# What you have to do
Copy the lines of the records below without any change, starting at the line that contains "of the leafy" and ending at the line that contains "x=683, y=422". Include both of those lines.
══ Data entries
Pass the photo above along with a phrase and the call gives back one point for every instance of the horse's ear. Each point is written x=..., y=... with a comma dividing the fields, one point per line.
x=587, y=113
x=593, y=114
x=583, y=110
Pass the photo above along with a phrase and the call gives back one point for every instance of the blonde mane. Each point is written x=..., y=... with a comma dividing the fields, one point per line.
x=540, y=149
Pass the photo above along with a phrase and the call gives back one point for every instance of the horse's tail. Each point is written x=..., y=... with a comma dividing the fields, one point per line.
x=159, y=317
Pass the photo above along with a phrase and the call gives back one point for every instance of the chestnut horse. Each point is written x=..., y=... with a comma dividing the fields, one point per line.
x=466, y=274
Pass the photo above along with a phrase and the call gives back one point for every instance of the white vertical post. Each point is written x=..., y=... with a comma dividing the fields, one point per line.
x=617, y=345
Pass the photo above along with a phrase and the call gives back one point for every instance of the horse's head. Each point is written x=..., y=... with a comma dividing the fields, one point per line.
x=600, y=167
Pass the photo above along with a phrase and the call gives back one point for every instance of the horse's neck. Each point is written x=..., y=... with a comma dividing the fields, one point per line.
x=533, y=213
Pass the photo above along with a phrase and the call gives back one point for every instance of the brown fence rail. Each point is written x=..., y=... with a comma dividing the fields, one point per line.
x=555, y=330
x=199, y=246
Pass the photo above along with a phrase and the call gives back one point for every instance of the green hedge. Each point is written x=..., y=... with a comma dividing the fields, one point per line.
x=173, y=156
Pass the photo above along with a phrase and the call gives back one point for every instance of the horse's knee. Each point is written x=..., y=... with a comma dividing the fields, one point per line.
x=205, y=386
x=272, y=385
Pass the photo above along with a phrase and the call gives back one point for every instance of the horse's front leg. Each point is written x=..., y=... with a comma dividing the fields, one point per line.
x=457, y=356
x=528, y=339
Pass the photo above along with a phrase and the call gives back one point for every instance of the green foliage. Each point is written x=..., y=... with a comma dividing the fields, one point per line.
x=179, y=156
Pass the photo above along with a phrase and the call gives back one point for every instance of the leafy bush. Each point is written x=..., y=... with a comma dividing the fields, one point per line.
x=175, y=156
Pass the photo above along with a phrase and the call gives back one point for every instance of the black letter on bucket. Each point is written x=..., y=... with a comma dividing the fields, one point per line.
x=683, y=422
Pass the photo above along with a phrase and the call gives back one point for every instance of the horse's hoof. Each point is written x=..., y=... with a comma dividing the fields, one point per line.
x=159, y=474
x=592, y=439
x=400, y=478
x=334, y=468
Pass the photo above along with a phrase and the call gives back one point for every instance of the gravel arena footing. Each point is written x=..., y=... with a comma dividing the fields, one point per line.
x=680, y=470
════
══ Data entries
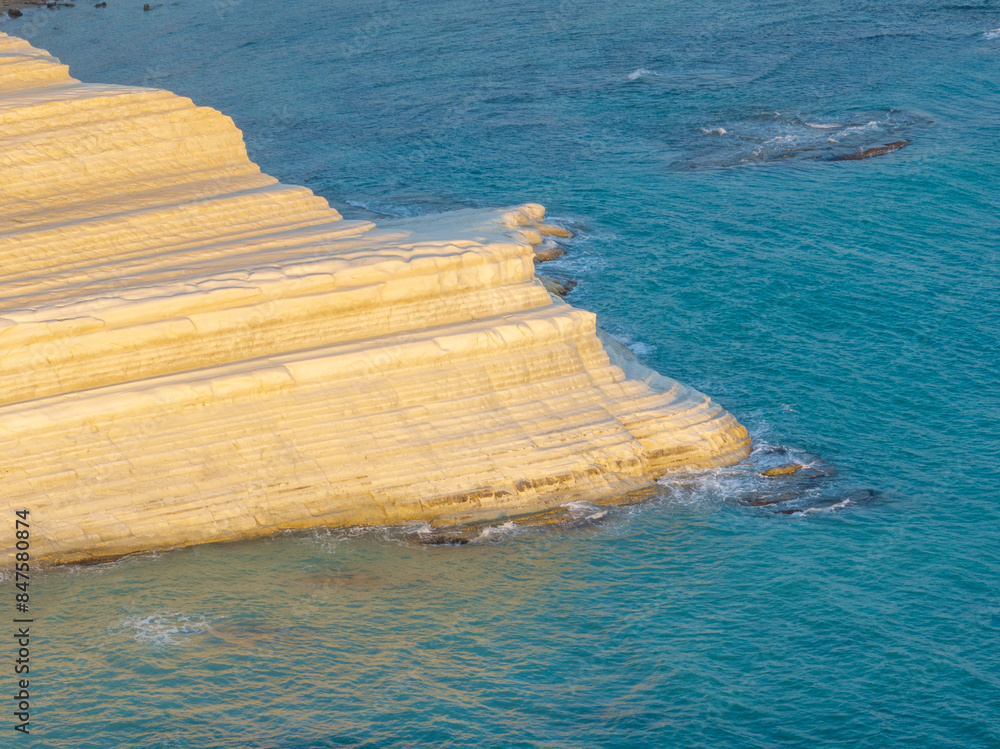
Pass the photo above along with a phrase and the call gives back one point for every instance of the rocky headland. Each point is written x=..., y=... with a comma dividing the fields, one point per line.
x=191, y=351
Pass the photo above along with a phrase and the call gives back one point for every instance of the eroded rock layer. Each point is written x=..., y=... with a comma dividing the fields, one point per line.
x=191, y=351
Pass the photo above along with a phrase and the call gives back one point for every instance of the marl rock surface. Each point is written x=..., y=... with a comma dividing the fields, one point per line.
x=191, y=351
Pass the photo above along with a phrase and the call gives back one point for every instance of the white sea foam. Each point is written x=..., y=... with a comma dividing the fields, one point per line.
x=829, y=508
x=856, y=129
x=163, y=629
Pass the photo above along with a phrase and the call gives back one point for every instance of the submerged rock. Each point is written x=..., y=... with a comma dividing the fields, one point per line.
════
# Correct answer
Pass the photo above along with a phrase and the call gives back one point for every instance of the leafy bush. Each point is written x=..., y=... with a comma dividing the fields, one point per line.
x=175, y=156
Pass the photo above along with a phrase and the call gives back one point for every instance of the black letter on bucket. Each point is written x=..., y=... with a comma dividing the fields, one point per line.
x=683, y=422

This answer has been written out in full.